(Dataset entries)
------------------------------------

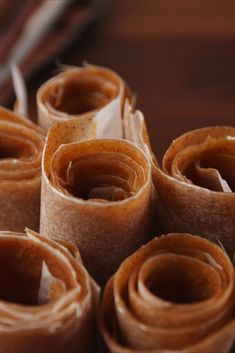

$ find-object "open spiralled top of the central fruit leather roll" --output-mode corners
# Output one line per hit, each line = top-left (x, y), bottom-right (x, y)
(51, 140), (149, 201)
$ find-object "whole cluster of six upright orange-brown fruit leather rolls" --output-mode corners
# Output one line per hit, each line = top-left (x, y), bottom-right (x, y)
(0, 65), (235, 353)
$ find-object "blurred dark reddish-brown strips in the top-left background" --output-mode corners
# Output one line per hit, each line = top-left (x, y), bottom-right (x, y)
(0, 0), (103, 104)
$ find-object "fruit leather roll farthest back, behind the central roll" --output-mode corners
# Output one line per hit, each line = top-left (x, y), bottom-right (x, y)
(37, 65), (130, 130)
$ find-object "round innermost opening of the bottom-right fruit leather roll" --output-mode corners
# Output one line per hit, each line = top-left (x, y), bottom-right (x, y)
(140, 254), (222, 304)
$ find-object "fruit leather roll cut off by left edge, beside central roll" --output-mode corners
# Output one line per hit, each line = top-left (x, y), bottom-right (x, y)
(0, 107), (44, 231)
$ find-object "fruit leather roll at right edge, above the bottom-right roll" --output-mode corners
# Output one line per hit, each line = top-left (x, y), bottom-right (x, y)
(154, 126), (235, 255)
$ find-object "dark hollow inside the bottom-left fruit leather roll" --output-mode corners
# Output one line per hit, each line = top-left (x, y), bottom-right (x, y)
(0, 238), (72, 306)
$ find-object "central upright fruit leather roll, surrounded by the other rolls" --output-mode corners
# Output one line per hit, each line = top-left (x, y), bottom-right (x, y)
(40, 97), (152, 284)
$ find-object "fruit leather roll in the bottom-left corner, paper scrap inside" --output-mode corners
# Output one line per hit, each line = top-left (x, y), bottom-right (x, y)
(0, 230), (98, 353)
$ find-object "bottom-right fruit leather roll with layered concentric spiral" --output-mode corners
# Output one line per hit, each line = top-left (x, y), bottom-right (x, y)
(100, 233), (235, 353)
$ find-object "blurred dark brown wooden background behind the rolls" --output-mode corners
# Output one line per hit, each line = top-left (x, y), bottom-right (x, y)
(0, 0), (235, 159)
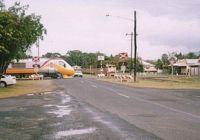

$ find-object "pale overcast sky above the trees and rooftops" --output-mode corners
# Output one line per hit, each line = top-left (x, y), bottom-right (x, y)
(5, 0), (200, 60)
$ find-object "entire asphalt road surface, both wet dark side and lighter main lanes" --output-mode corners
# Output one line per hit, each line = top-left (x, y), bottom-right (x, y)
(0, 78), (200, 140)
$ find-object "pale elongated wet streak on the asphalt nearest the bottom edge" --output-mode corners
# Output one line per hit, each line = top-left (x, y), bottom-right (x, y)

------------------------------------

§ WORK TO BE COMPLETED: Write out the records once more, exactly as they stand, with no images.

§ EXERCISE ANSWER:
$ find-object "open spiralled top of the central fruit leather roll" --output-mode corners
# Output one line per hit, each line = top-left (x, y), bottom-right (x, y)
(51, 140), (149, 201)
$ find-object "whole cluster of six upright orange-brown fruit leather rolls" --output-mode corners
# Output one line per hit, each line = top-left (x, y), bottom-right (x, y)
(0, 65), (235, 353)
$ find-object "blurred dark reddish-brown strips in the top-left background" --output-mode corners
# Output one line per hit, each line = top-left (x, y), bottom-right (x, y)
(0, 0), (103, 104)
$ find-object "fruit leather roll farthest back, behind the central roll" --output-mode corners
# Output one line per hit, each line = top-left (x, y), bottom-right (x, y)
(37, 65), (130, 130)
$ find-object "round innermost opening of the bottom-right fruit leather roll" --output-mode corners
# Output one line per hit, each line = top-left (x, y), bottom-right (x, y)
(140, 254), (222, 304)
$ find-object "fruit leather roll cut off by left edge, beside central roll" --output-mode corners
# Output one line per hit, each line = top-left (x, y), bottom-right (x, y)
(0, 107), (44, 231)
$ find-object "fruit leather roll at right edge, above the bottom-right roll" --output-mode corners
# Output one line per hit, each line = top-left (x, y), bottom-right (x, y)
(154, 126), (235, 255)
$ find-object "dark hollow inside the bottom-left fruit leather roll" --output-mode corners
# Output one line per hit, each line = top-left (x, y), bottom-right (x, y)
(0, 238), (72, 306)
$ find-object "central upright fruit leather roll, surrounded by the other rolls" --output-mode corners
# Output one line per hit, each line = top-left (x, y), bottom-right (x, y)
(40, 97), (152, 284)
$ find-object "fruit leather roll in the bottom-left corner, paper scrap inside" --output-mode corners
# Output one line per hit, each line = top-left (x, y), bottom-right (x, y)
(0, 230), (98, 353)
$ find-object "bottom-right fruit leather roll with layered concentric spiral" --output-mode corners
# Output one line per hit, each line = top-left (x, y), bottom-right (x, y)
(100, 233), (235, 353)
$ find-object "blurred dark brown wooden background behind the rolls" --output-mode corners
# Output one line per hit, each line = top-left (x, y), bottom-right (x, y)
(0, 0), (235, 159)

$ find-object "pale overcast sky above the trees and rooftops" --output-mode corners
# Output one line per hit, each line = top-left (x, y), bottom-right (x, y)
(5, 0), (200, 60)
$ find-object "entire asphalt road surface, both wet dark side and lighter main lanes" --output-mode corners
# Output one line per hit, each line = top-left (x, y), bottom-right (x, y)
(0, 78), (200, 140)
$ find-object "pale elongated wet streak on the asphalt nearest the bottom edge" --output-mode corners
# Output one line per hit, each line = top-left (x, y), bottom-right (x, y)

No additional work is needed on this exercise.